EXTRAIT:
Lê Nguyên Hoang souligne toutefois que les campagnes de haine et de désinformation ne sont pas un nouveau phénomène. "C'est une tendance de fond qui s'est aggravée et qui est très corrélée avec l'adoption massive des réseaux sociaux", détaille-t-il.
Le prestigieux centre d'études en sciences politiques, Varieties of Democracy Institute, publie tous les ans un rapport sur l'état de la démocratie dans le monde. Si l'on se penche sur les rapports de cette dernière décennie, on observe qu'en 2018, les chercheurs se demandent si un jour il y aura une démocratie pour tous, tandis qu'en 2021, ils annoncent que la dictature devient virale.
"Cela marque bien le ton, abonde le mathématicien Lê Nguyên Hoang. Les IA ont vraiment hacké nos démocraties et je voudrais qu'on prenne la mesure de ce que cela représente". Le directeur du prestigieux institut de recherche, Staffan Ingemar Lindberg, a par ailleurs déclaré auprès du Monde que "La situation de la démocratie dans le monde est pire que celle que nous avons connue dans les années 1930".
"Et les années 1930 ce n'est pas cool", enchaîne le vulgarisateur scientifique en faisant référence à la montée du fascisme qui a donné lieu à la Seconde Guerre mondiale et au plus grand génocide de l'histoire. Les intelligences artificielles seraient donc le moteur de ce retour en arrière ? "La réponse est oui, répond-il aussitôt. Les algos de recommandation ont une influence énorme sur l'exposition informationnelle quotidienne de nos concitoyens".

CONSIGNE: Prolongez, s'il vous plaît, l'extrait sur les IA et la démocratie à partir de sa dernière phrase. Le matériel ci-dessous est indépendant de l'extrait.

MATÉRIEL PRÉSENTÉ:
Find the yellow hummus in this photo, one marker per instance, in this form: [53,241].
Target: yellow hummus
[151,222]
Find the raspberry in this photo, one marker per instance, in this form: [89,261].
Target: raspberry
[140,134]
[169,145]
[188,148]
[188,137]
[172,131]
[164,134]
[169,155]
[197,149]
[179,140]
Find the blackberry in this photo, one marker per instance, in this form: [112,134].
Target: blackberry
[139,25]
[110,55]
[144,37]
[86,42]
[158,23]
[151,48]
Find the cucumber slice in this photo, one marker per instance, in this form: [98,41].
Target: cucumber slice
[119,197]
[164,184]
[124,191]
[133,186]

---

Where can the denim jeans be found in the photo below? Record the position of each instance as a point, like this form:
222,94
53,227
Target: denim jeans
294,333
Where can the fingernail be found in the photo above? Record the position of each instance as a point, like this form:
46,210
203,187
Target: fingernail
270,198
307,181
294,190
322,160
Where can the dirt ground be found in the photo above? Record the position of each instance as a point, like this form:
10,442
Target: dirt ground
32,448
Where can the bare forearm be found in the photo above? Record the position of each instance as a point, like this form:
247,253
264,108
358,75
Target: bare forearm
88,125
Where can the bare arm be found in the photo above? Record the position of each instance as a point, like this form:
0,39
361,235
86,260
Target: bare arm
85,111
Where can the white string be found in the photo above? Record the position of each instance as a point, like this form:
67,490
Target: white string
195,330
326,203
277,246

--

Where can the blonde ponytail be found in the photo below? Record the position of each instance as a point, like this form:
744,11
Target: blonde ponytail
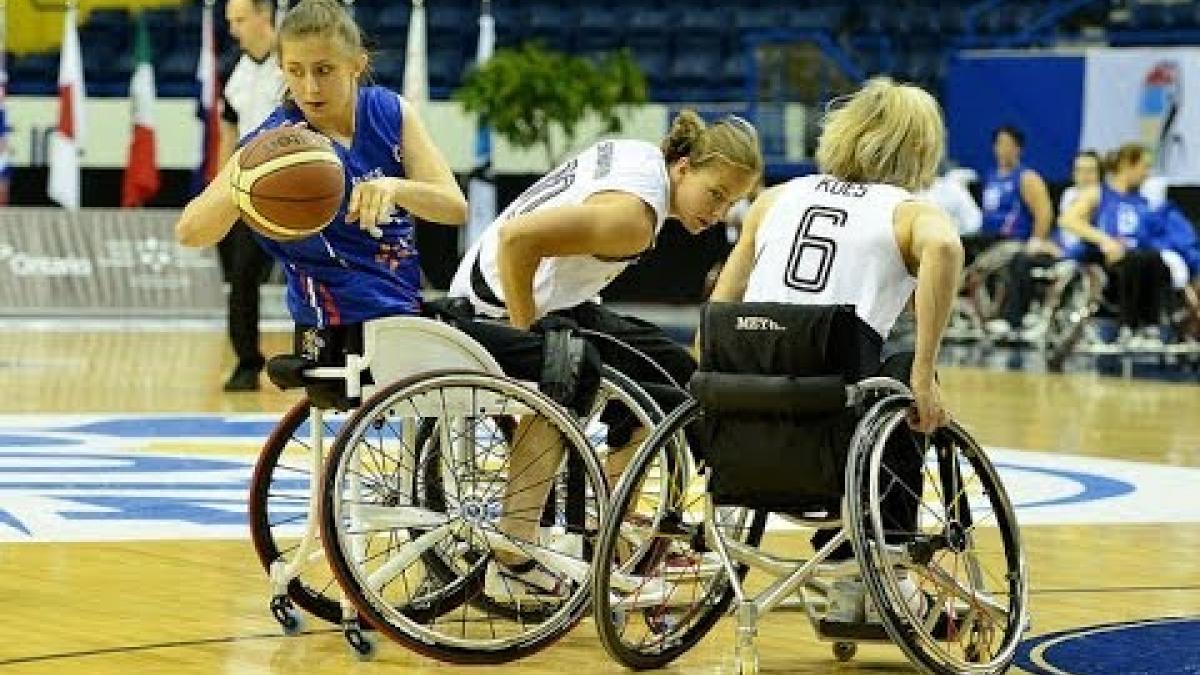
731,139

CORRIGÉ:
Qui n'a pas entendu parler du fameux "algo" ? Cette entité qui semble lire dans nos pensées à chaque fois qu'on ouvre une application. Il est au cœur du modèle économique des géants du numérique et permet de vous proposer un contenu spécifique et de la publicité ciblée.
"Les actions les plus naturelles quand on est sur un téléphone sont : le clic, le swipe et le scroll", poursuit Lê Nguyên Hoang. Avez-vous déjà commenté ou partagé la vidéo d'un chaton sur Facebook ou Instagram ? Si oui, avez-vous remarqué que soudain, vous êtes inondé de publicité de croquettes, litières, accessoires et on vous montre encore plus de contenu félin ? Tout cela a une explication : "à chaque fois que quelqu'un clic, swipe ou scroll, il parle à une IA de recommandation". Cela rend ces technologies extrêmement influentes. Et lorsqu'un contenu polémique ou haineux et mis en valeur ou récompensé, comme pour les chats, la propagation de ces idées devient exponentielle.
Face à ces enjeux, certains spécialistes, comme les membres du collectif Pause IA, préconisent de geler le développement des applications les plus dangereuses, afin de prendre le temps de mieux comprendre les systèmes et mieux se protéger.